Produce word for word the lines of the data below running from the one that has "Identify a point for each instance of the roof" to the one that has "Identify a point for each instance of the green", inclusive, and no others.
START Data supplied
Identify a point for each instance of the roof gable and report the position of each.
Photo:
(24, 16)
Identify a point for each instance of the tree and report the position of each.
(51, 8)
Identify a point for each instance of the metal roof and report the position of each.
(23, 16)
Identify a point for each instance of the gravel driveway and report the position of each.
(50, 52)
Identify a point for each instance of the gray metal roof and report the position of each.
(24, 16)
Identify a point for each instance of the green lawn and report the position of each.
END Data supplied
START Data supplied
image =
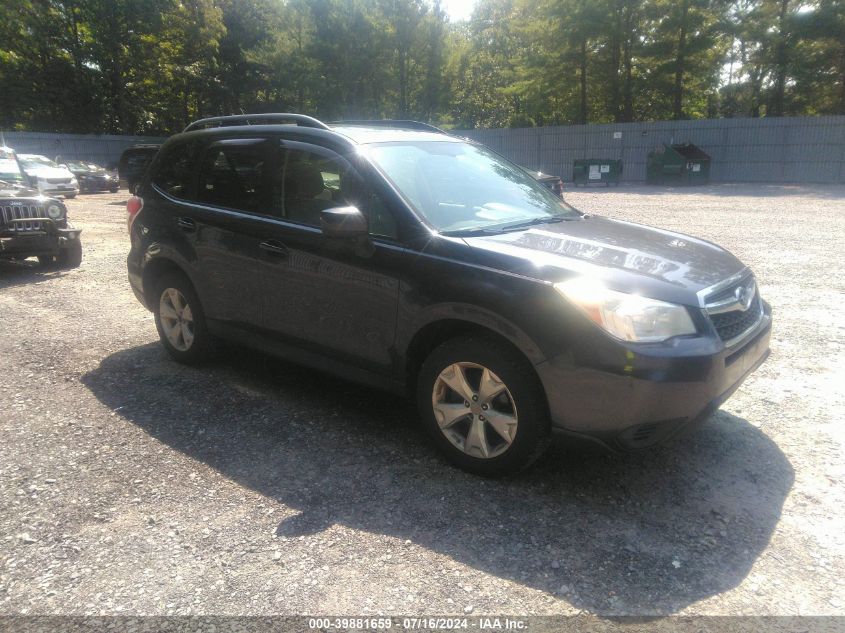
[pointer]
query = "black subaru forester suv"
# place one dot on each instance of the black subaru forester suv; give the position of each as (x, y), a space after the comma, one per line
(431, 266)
END Data supplied
START Data supplied
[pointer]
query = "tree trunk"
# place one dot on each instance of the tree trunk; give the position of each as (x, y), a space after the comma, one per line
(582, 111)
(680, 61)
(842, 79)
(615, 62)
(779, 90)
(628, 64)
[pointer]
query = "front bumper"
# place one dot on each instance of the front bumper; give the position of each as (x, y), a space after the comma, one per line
END Data supplied
- Answer to this task
Identify a point for each instance of the roof gable and report the position of each.
Photo:
(24, 16)
Identify a point for each instance of the tree and report the position of each.
(51, 8)
Identify a point for each instance of the metal roof and report the position of each.
(23, 16)
Identify a point for each instance of the gravel driveway and report the position of each.
(50, 52)
Identify a point for each instance of the gray metal roof and report the position of each.
(24, 16)
Identify a point for each instance of the green lawn and report the position of each.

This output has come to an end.